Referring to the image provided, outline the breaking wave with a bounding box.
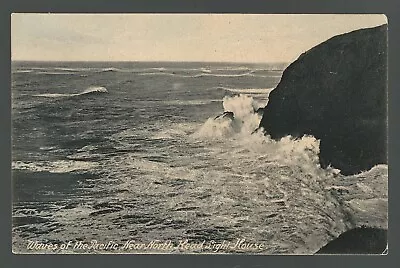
[33,86,108,98]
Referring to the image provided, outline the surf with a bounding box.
[33,86,109,98]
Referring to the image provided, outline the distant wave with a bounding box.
[210,87,274,94]
[34,86,108,98]
[139,72,252,78]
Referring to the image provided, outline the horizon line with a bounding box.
[11,59,292,64]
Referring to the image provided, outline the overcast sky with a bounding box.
[11,14,386,62]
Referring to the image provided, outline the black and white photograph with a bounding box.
[10,13,390,255]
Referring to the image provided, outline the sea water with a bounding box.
[11,62,387,254]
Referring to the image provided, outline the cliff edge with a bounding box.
[260,24,387,175]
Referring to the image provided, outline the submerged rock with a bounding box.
[260,25,387,175]
[214,112,235,120]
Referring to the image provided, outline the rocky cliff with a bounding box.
[260,25,387,175]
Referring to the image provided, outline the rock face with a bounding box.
[316,227,387,254]
[260,25,387,175]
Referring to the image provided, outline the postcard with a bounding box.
[11,13,388,255]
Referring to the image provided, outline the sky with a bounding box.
[11,13,387,63]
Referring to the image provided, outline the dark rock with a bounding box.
[214,112,235,120]
[316,227,387,254]
[260,25,387,175]
[254,107,264,116]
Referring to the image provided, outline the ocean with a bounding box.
[11,62,388,254]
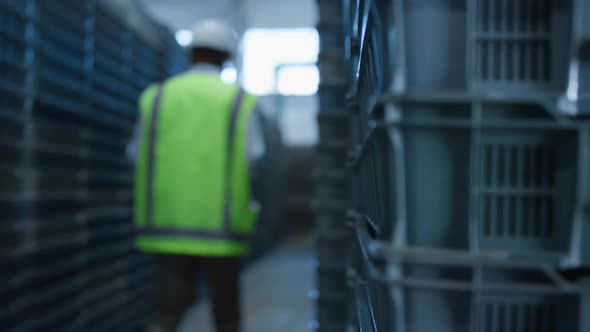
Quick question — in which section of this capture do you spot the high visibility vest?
[135,72,257,256]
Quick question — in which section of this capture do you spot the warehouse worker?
[135,20,264,332]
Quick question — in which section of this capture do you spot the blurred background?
[0,0,590,332]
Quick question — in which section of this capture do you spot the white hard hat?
[189,19,238,55]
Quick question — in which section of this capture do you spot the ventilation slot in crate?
[477,143,556,239]
[478,302,560,332]
[475,0,556,84]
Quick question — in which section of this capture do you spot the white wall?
[138,0,318,30]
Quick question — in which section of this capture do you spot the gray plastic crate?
[345,0,583,112]
[354,223,590,332]
[357,102,590,265]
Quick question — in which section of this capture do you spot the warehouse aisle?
[179,242,314,332]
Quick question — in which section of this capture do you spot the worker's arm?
[245,105,266,211]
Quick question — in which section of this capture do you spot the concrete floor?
[179,243,314,332]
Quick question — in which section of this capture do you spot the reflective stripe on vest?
[139,82,247,241]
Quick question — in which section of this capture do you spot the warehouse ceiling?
[138,0,318,30]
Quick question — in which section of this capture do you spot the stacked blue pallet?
[345,0,590,332]
[0,0,186,332]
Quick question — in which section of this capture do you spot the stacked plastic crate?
[0,0,187,331]
[345,0,590,332]
[314,0,352,331]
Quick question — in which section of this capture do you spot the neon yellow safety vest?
[135,72,257,256]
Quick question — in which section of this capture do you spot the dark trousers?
[149,255,241,332]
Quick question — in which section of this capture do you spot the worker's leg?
[202,257,241,332]
[148,255,194,332]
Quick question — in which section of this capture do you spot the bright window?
[243,28,319,95]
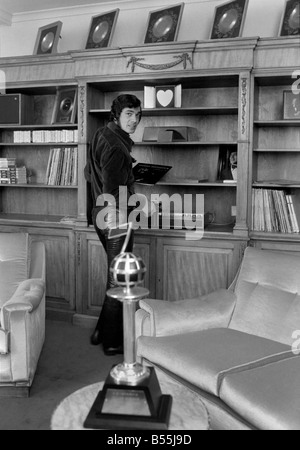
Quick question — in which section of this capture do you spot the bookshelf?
[5,36,300,322]
[0,83,78,224]
[249,70,300,243]
[87,74,240,234]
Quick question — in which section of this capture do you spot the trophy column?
[84,253,172,430]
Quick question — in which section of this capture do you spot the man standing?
[84,94,142,355]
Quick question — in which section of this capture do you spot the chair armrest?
[0,328,9,355]
[136,289,236,337]
[0,278,45,330]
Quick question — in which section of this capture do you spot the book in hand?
[254,179,300,186]
[133,163,172,186]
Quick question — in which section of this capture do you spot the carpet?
[0,320,123,430]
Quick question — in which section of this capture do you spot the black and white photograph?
[0,0,300,436]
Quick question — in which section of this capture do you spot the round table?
[51,369,209,430]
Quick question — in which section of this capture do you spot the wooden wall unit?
[0,36,300,317]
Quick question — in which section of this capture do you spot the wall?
[0,0,292,57]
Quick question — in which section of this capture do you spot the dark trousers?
[92,208,133,348]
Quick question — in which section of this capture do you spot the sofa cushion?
[230,282,300,345]
[229,247,300,344]
[220,356,300,430]
[0,233,30,308]
[137,328,291,395]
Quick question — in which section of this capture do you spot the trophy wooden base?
[84,367,172,430]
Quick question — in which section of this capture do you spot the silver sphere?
[110,253,147,289]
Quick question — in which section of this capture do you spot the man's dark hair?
[110,94,141,121]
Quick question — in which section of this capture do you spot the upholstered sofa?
[136,247,300,430]
[0,233,45,396]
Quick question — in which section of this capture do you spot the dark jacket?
[84,122,134,216]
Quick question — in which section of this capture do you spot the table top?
[51,369,209,431]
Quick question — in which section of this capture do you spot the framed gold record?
[210,0,249,39]
[52,87,77,124]
[85,8,120,49]
[33,21,63,55]
[279,0,300,36]
[144,3,184,44]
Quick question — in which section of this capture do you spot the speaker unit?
[0,94,33,125]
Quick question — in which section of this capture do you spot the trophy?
[84,227,172,430]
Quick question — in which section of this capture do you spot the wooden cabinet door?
[133,233,156,298]
[157,238,244,301]
[76,232,107,316]
[30,229,75,317]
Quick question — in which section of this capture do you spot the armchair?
[136,247,300,430]
[0,233,45,397]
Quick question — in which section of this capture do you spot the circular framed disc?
[153,14,173,38]
[218,8,239,34]
[59,97,73,116]
[41,31,55,53]
[289,5,300,30]
[92,21,109,44]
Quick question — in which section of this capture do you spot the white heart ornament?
[156,89,174,107]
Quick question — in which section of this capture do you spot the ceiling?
[0,0,122,14]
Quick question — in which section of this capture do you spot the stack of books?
[45,147,77,186]
[0,158,27,184]
[13,130,78,144]
[252,189,300,233]
[0,158,17,184]
[16,166,27,184]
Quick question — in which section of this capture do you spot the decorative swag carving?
[127,53,193,72]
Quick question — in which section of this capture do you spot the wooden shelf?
[0,183,78,189]
[0,142,78,147]
[250,231,300,242]
[0,123,78,130]
[253,181,300,189]
[135,141,237,147]
[156,181,237,188]
[253,148,300,153]
[254,120,300,127]
[89,106,238,117]
[0,213,75,228]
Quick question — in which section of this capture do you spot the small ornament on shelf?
[144,84,182,109]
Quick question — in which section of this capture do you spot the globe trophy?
[84,229,172,430]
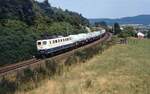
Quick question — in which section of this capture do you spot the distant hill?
[89,15,150,25]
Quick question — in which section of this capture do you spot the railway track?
[0,33,111,76]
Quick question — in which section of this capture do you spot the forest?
[0,0,89,66]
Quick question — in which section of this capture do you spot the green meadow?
[22,39,150,94]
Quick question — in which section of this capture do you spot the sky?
[38,0,150,18]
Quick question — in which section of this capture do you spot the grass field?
[19,39,150,94]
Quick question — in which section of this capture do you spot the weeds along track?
[0,33,112,76]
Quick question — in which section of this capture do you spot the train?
[36,30,106,58]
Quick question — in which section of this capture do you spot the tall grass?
[25,39,150,94]
[0,37,116,94]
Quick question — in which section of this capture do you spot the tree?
[113,23,121,35]
[118,26,136,38]
[147,30,150,38]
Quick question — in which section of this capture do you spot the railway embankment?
[23,39,150,94]
[0,34,114,94]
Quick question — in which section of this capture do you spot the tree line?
[0,0,89,66]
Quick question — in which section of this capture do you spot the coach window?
[55,40,57,43]
[37,42,41,45]
[53,40,55,43]
[43,41,47,45]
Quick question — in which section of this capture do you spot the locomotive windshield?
[37,42,41,45]
[43,41,47,45]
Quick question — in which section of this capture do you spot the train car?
[37,30,106,57]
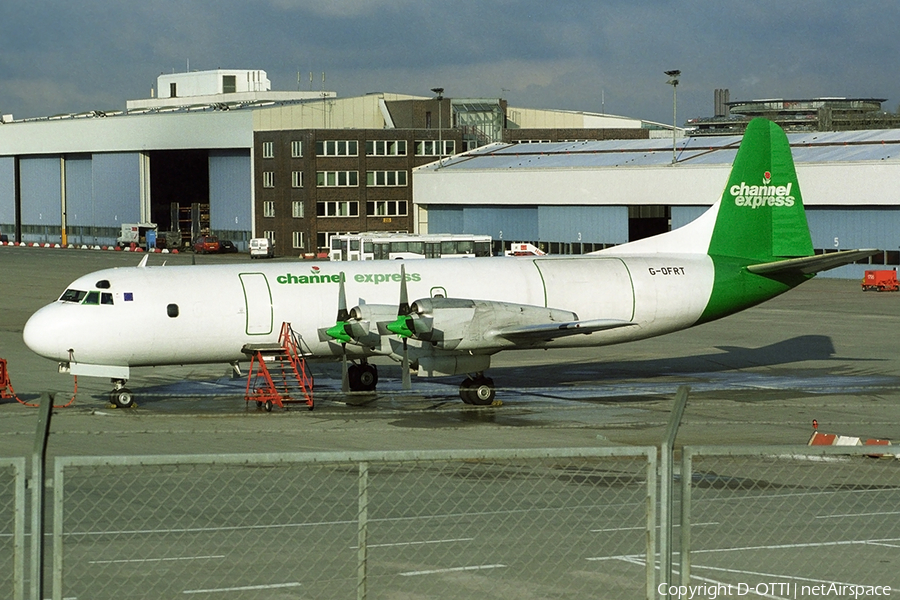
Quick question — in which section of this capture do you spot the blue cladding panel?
[209,150,253,231]
[19,157,62,227]
[672,206,709,229]
[91,152,141,229]
[428,206,463,233]
[66,156,94,227]
[461,206,538,241]
[806,207,900,250]
[536,206,628,244]
[0,156,16,225]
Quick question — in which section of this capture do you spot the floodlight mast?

────────────────────

- **JOB**:
Transcribe all of the material above line for line, without alteration, and omit the pictures from your transcription.

- **RESULT FOR THIS TASK**:
Referring to the image provided, outline the breaking wave with a bounding box.
[33,86,108,98]
Referring to the image provided, outline the surf with a bounding box.
[33,86,109,98]
Referring to the image provided, outline the distant wave with a bounding box.
[210,87,274,94]
[34,86,108,98]
[139,72,252,78]
Referring to the image provided, outline the horizon line with a bounding box.
[11,59,292,64]
Referring to the image provided, outline the overcast sky with a bounding box.
[11,14,386,62]
Referring to the image provided, outline the black and white photograph with a bounding box.
[10,13,390,255]
Referring to the image provided, outline the sea water with a bounding box.
[11,62,387,254]
Referring to the image provided, outline the cliff edge with a bounding box.
[260,24,387,175]
Referring to the image provided, outline the submerged rock with a bounding box.
[260,25,387,175]
[214,112,235,120]
Referring to the image provided, outline the rocky cliff with a bounding box.
[260,25,387,175]
Referring to the image provided, outline the rock face with a bounding box.
[316,227,387,254]
[260,25,387,175]
Referring to the image provided, outline the postcard with a bounding box.
[11,13,388,255]
Referring to the image provided, outline the sky with a bounding box.
[11,13,387,63]
Referring to the image provided, outline the dark rock with a bounding box.
[214,112,235,120]
[316,227,387,254]
[260,25,387,175]
[254,107,264,116]
Referring to the image provided, outline the ocean with a bounding box.
[11,62,388,254]
Quick question — in which section of this capture do you spot the high visibility vest?
[135,72,257,256]
Quick question — in which section of this capture do you spot the warehouse worker?
[135,20,264,332]
Quick question — in which section of this capture do you spot the blurred background?
[0,0,590,332]
Quick question — in which section of this capture do you spot the white hard hat?
[189,19,238,55]
Quick question — in which section of this capture do you spot the ventilation slot in crate?
[477,143,556,239]
[478,302,560,332]
[475,0,556,84]
Quick question — in which section of this capture do you spot the white wall?
[138,0,318,30]
Quick question — in which section of this capture do you spot the gray plastic crate?
[345,0,583,112]
[354,223,590,332]
[357,102,590,265]
Quick question — in which section of this capture do you spot the warehouse aisle?
[179,242,314,332]
Quick question — in which section of this capture do you spot the worker's arm?
[245,105,266,211]
Quick question — in which section of this capture do you spot the concrete floor?
[179,243,314,332]
Quick question — in which section of this capture do you spot the reflective stripe on vest?
[139,82,247,241]
Quick question — in which section of this capture do you spot the warehouse ceiling?
[138,0,318,30]
Quick question — in which section of this capture do you spot the stacked blue pallet?
[345,0,590,332]
[0,0,186,332]
Quick question — in which section of this capture do you spot the stacked plastic crate?
[0,0,187,331]
[345,0,590,332]
[314,0,352,331]
Quick question — in which section of this capture do you spot the neon yellow safety vest?
[135,72,257,256]
Quick question — in which section of this capture do you spot the dark trousers?
[149,255,241,332]
Quick question — in which section of this capture do you spot the worker's leg?
[202,257,241,332]
[148,255,194,332]
Quick question — in which section of this capture do you spot the bright window?
[243,28,319,95]
Quick question — in which section of this capture do you spot the bookshelf?
[5,36,300,322]
[0,83,78,224]
[249,70,300,243]
[87,74,240,234]
Quick question — in which section of this capture do you spot the trophy column?
[84,253,172,430]
Quick question — in which section of this capture do you spot the man standing?
[84,94,142,355]
Quick question — in which section of this capture do you spot the chair armrest?
[0,328,9,355]
[136,289,236,337]
[0,278,45,330]
Quick question — in which section of this capture do you spot the book in hand?
[254,179,300,186]
[133,163,172,186]
Quick question — in which section of this capture do you spot the carpet?
[0,320,123,430]
Quick question — in which section of this capture do you spot the black and white photograph?
[0,0,300,436]
Quick question — in which section of this capture do you spot the round table?
[51,369,209,430]
Quick question — in which section of this capture do you spot the wooden wall unit?
[0,36,300,317]
Quick question — in which section of this capture do you spot the wall?
[0,0,292,57]
Quick question — in which section of this capture do you spot the dark trousers?
[92,208,133,348]
Quick question — in which section of this capture do you spot the sofa cushion?
[230,282,300,345]
[229,247,300,344]
[220,356,300,430]
[0,233,30,308]
[137,328,291,395]
Quick question — in which section of this capture do you spot the trophy wooden base?
[84,367,172,430]
Quick question — in which section of this capture do you spot the silver sphere?
[110,253,147,289]
Quick question — in which section of this capture do you spot the man's dark hair?
[110,94,141,121]
Quick question — in which section of this capture do you spot the upholstered sofa?
[136,247,300,430]
[0,233,45,396]
Quick question — in which section of this capture do you spot the dark jacket?
[84,122,134,216]
Quick question — in which section of this capture do you spot the table top?
[51,369,209,431]
Quick question — in which section of this capture do you spot the framed gold record?
[210,0,249,39]
[52,87,77,124]
[85,8,120,49]
[33,21,63,55]
[279,0,300,36]
[144,3,184,44]
Quick question — in which section of this capture do you spot the speaker unit?
[0,94,33,125]
Quick question — in which section of this capture do you spot the trophy?
[84,227,172,430]
Quick question — in which section of this capture do you spot the wooden cabinet door?
[133,233,156,298]
[157,238,244,301]
[76,232,107,316]
[30,229,75,317]
Quick question — in which section of this capture do you spot the armchair?
[136,247,300,430]
[0,233,45,397]
Quick question — in which section of this capture do you spot the circular framed disc?
[153,14,173,38]
[218,8,239,34]
[59,97,73,116]
[41,31,55,53]
[289,5,300,30]
[92,21,109,44]
Quick question — in which section of this capture do you spot the white heart ornament?
[156,89,174,107]
Quick question — in which section of this capture do you spot the ceiling?
[0,0,122,14]
Quick question — in which section of this capture do you spot the stack of books?
[45,147,77,186]
[0,158,27,184]
[13,130,78,144]
[252,189,300,233]
[0,158,17,184]
[16,166,27,184]
Quick question — in which section of this capture do you spot the decorative swag carving?
[127,53,193,72]
Quick question — in which section of this capture do you spot the wooden shelf?
[0,183,78,189]
[0,142,78,147]
[250,231,300,242]
[0,123,78,130]
[253,181,300,189]
[135,141,237,147]
[156,181,237,188]
[253,148,300,153]
[254,120,300,127]
[89,106,238,117]
[0,213,75,228]
Quick question — in which section of this capture do you spot the small ornament on shelf?
[144,84,182,109]
Quick question — in which section of this capture do you spot the globe trophy?
[84,229,172,430]
Quick question — in which section of this capture do you spot the distant hill?
[89,15,150,25]
Quick question — in which section of this capture do you spot the railway track?
[0,33,111,76]
Quick question — in which section of this capture do you spot the forest?
[0,0,89,66]
Quick question — in which section of this capture do you spot the green meadow?
[22,39,150,94]
Quick question — in which section of this capture do you spot the sky?
[38,0,150,18]
Quick question — in which section of this capture do you spot the grass field?
[19,39,150,94]
Quick question — in which section of this capture do you spot the weeds along track?
[0,33,112,76]
Quick question — in which section of this capture do you spot the train?
[36,30,106,58]
Quick question — in which section of this capture do you spot the tall grass?
[25,39,150,94]
[0,37,116,94]
Quick question — in which section of this capture do you spot the tree?
[113,23,121,35]
[118,26,136,38]
[147,30,150,38]
Quick question — in which section of this capture do you spot the railway embankment?
[23,39,150,94]
[0,34,114,94]
Quick question — in which section of this capture do you spot the tree line?
[0,0,89,66]
Quick question — in which section of this capture do you spot the coach window?
[55,40,57,43]
[37,42,41,45]
[53,40,55,43]
[43,41,47,45]
Quick question — in which section of this capture do you spot the locomotive windshield?
[37,42,41,45]
[43,41,47,45]
Quick question — in which section of this capture do you spot the train car?
[37,30,106,57]
Quick question — in which section of this capture do you spot the blue cladding panel?
[209,150,253,231]
[19,157,62,227]
[672,206,709,229]
[91,152,141,229]
[428,206,463,233]
[66,156,94,227]
[461,206,538,241]
[806,207,900,250]
[536,206,628,244]
[0,156,16,225]
Quick question — in which section of this capture do you spot the floodlight mast?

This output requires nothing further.